Coinstar Holiday Survey: Results Reveal the Majority of Holiday Gift Givers Set a Budget, Yet Hidden Expenses Put Many in the Red
The Coinstar® Holiday Survey, conducted among 2,000 U.S. adults, was released today and reports that the majority (65%) will set a budget this holiday season. One quarter of survey respondents say they will buy all or most of their gifts throughout the year when they are on sale. Other Coinstar Holiday survey results uncover budget strategies including creative gift giving and ways to recover post-holiday if budget limits are exceeded.
The survey asked consumers about factors that contribute to holiday spending beyond gift purchases. Besides gifts, the highest anticipated holiday expense reported is entertaining family and friends at 34%. This was followed by dining out, travel, decorating or improving one’s home, and buying special occasion clothing.
“The Coinstar Holiday Survey provides insights into how consumers shop, give gifts and budget for the holidays,” said Sandi Stoller, director of brand strategy and marketing at Coinstar. “We’re reminded that the holiday season can put a strain on family budgets, but encouraged that people are developing strategies to stay on track and even recover after the holidays.”
Shopping for holiday gifts throughout the year is more prevalent than expected.
Last minute shoppers get a bad rap, but surprisingly, only 14% fall into this category. According to the Coinstar Holiday Survey, most people purchase their gifts throughout the year either when they find the right gift (33%), or when they go on sale (27%), and 7% of respondents say they complete the bulk of their shopping before Thanksgiving. Twelve percent of shoppers take advantage of Black Friday or Cyber Monday to make purchases.

• Problem 1: Write out the passage of the Coinstar holiday survey article starting at "Last minute shoppers" and ending at "to make purchases.".
• Problem 2: Extend the Coinstar holiday survey article by continuing it from the point where it stops.
The records below are drawn from an unrelated source.

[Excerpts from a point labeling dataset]
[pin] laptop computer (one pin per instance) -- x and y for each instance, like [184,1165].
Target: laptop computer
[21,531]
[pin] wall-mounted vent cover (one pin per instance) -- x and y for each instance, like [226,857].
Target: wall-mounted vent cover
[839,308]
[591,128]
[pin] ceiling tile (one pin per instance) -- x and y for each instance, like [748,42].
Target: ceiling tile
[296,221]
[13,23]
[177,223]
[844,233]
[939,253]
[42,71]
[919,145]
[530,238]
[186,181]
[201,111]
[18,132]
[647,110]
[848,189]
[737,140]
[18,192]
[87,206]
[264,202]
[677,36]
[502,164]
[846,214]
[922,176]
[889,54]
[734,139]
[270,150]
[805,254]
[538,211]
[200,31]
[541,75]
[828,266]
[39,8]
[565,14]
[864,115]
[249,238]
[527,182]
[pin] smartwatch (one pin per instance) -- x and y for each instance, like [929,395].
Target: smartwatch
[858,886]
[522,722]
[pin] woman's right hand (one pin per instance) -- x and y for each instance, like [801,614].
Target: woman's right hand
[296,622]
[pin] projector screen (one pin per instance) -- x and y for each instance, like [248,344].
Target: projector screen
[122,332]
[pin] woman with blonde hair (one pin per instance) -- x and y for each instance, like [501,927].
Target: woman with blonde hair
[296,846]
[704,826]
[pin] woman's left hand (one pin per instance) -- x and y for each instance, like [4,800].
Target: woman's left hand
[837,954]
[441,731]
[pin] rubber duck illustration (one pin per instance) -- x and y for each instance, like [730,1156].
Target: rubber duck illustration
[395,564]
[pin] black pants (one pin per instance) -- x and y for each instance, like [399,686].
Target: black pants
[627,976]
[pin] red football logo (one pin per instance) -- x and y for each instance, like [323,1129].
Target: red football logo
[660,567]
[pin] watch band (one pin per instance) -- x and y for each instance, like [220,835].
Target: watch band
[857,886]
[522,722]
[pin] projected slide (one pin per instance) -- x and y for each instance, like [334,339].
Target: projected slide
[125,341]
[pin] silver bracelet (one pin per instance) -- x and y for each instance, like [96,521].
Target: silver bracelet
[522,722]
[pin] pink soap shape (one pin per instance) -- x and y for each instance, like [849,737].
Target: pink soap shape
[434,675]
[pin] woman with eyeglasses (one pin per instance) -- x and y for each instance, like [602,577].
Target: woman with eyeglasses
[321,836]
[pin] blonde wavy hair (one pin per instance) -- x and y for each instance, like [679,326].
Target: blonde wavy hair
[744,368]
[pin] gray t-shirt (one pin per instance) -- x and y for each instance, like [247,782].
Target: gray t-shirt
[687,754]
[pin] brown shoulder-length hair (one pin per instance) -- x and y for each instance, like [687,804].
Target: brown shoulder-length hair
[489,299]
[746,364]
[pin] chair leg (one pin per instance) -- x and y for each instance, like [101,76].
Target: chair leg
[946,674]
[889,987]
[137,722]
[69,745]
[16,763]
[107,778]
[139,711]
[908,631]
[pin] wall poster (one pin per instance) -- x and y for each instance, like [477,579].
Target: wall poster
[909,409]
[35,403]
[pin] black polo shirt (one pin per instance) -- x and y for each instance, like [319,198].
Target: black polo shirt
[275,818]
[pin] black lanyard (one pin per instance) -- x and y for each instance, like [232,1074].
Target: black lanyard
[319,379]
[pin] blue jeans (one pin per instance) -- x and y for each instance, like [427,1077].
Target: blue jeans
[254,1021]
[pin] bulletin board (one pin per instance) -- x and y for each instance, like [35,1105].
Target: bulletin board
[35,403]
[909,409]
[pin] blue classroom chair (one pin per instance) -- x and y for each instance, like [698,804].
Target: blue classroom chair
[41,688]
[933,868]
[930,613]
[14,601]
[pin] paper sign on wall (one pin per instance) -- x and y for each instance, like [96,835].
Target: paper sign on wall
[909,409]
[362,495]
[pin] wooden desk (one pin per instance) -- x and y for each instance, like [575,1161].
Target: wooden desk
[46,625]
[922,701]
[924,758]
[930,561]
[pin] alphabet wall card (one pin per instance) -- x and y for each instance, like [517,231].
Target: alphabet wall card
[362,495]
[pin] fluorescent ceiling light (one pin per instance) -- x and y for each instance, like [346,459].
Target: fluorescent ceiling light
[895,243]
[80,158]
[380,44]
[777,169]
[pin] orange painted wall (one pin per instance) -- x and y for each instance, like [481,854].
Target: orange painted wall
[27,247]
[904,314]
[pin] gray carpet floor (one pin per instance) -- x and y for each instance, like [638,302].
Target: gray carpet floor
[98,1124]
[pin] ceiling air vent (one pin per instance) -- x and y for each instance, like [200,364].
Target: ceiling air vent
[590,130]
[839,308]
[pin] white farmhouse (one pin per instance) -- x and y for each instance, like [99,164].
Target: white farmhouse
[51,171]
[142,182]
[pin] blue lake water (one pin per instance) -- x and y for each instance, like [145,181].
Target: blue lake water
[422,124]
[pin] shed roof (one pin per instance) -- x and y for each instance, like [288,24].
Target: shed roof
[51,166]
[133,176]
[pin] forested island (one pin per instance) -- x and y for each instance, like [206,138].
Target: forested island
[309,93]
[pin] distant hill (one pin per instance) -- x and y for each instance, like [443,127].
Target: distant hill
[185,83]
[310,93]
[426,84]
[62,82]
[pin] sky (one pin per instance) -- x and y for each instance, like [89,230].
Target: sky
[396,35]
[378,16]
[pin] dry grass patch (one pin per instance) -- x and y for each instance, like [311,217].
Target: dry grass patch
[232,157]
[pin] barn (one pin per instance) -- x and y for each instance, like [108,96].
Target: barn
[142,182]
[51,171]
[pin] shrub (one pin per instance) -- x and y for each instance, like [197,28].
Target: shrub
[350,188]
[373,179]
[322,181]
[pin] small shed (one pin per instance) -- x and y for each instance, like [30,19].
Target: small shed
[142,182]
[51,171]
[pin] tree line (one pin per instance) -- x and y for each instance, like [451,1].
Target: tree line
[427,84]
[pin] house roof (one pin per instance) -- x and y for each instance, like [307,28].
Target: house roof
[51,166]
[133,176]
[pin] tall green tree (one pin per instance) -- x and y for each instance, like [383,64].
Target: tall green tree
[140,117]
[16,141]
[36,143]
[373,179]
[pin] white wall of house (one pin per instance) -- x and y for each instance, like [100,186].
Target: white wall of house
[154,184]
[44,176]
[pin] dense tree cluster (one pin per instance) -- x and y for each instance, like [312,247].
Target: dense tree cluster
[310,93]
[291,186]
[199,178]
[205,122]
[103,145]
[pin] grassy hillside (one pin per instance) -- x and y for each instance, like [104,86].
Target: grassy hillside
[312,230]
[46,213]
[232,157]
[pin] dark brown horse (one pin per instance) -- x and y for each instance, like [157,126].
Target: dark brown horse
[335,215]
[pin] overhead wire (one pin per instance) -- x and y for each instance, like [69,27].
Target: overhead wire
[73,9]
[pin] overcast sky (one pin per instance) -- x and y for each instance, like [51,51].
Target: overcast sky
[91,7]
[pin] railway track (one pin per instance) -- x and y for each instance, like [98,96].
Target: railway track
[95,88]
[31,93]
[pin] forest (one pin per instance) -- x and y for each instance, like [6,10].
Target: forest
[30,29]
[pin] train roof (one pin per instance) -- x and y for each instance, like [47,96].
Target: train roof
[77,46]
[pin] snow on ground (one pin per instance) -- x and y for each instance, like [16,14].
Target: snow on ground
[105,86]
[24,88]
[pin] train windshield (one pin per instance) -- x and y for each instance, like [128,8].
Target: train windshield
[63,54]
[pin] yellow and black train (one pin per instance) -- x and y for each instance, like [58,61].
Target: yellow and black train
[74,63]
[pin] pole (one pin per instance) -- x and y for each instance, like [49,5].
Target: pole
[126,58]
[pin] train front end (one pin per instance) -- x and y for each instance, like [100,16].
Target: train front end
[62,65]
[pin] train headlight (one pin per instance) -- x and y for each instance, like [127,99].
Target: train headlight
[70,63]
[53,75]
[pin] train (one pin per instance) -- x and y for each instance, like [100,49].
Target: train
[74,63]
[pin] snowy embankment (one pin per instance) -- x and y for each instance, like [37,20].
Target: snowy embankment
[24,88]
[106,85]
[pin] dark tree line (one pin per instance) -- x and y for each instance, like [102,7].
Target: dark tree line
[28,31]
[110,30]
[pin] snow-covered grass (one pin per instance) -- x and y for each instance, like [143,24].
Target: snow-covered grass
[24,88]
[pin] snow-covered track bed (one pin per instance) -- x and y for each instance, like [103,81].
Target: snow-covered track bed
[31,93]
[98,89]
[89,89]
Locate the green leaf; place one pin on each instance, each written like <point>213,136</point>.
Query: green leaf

• Exercise output 1:
Last minute shoppers get a bad rap, but surprisingly, only 14% fall into this category. According to the Coinstar Holiday Survey, most people purchase their gifts throughout the year either when they find the right gift (33%), or when they go on sale (27%), and 7% of respondents say they complete the bulk of their shopping before Thanksgiving. Twelve percent of shoppers take advantage of Black Friday or Cyber Monday to make purchases.

• Exercise output 2:
Cashing in spare change and reducing entertainment expenses are among the top strategies for staying on budget during the holidays.
Two in five consumers (39%) reported they plan to jump start their holiday budget by cashing in spare change, closely followed by 35% who will cut back entertainment such as movies or concerts to contribute to the holiday fund . Other ways survey respondents plan to make ends meet during the holidays include dining out less frequently (33%), purchasing gifts on layaway (26%), taking money out of savings (23%), and using credit cards (20%).
More than half of consumers think the emphasis on holiday gift giving has increased over the past several years.
With gift-giving expectations increasing, it stands to reason that 68% of people celebrating the holidays plan to give some gifts that are not purchased at retail (online or brick & mortar). These types of gifts are only limited by time and creativity. The most common non-retail gifts cited include confections or other food items made at home (31%) and hand-crafted non-food items (28%). Other popular presents include gifts previously received (regifting), services such as house cleaning, childcare or a day of pampering, and more altruistic, giving to charity in lieu of a gift.
Of those who will give gifts outside of retail purchases, millennials are more inclined than boomers to give hand-made gifts and to regift. Thirty-five percent of millennials compared to 23% of boomers will give a hand-crafted item and 25% of millennials will regift compared to 14% of boomers.
Family members top the list when it comes to obligatory gifts and giving the metaphorical lump of coal at holiday time.
Seventy-four percent of people feel obligated to give gifts to certain people during the holidays. Extended family (nieces, nephews, aunts, uncles, cousins) are hit hardest with 29% of respondents saying they feel obligated to give gifts to these family members. About two in five respondents feel obligated to give gifts to their spouse or significant other and children.
Scrooge plays a role with 68% of respondents who report they would like to give the metaphorical lump of coal to someone on their holiday list. Nearly half who responded this way say family members are most likely to end up on the “naughty list.” Siblings top the list at 12%, followed by a spouse or child, in-law and lastly a parent. Bosses, co-workers and neighbors fared pretty well, all reported under 10%.
Seventy-seven percent of holiday consumers expect to go over their planned budget after the winter holidays.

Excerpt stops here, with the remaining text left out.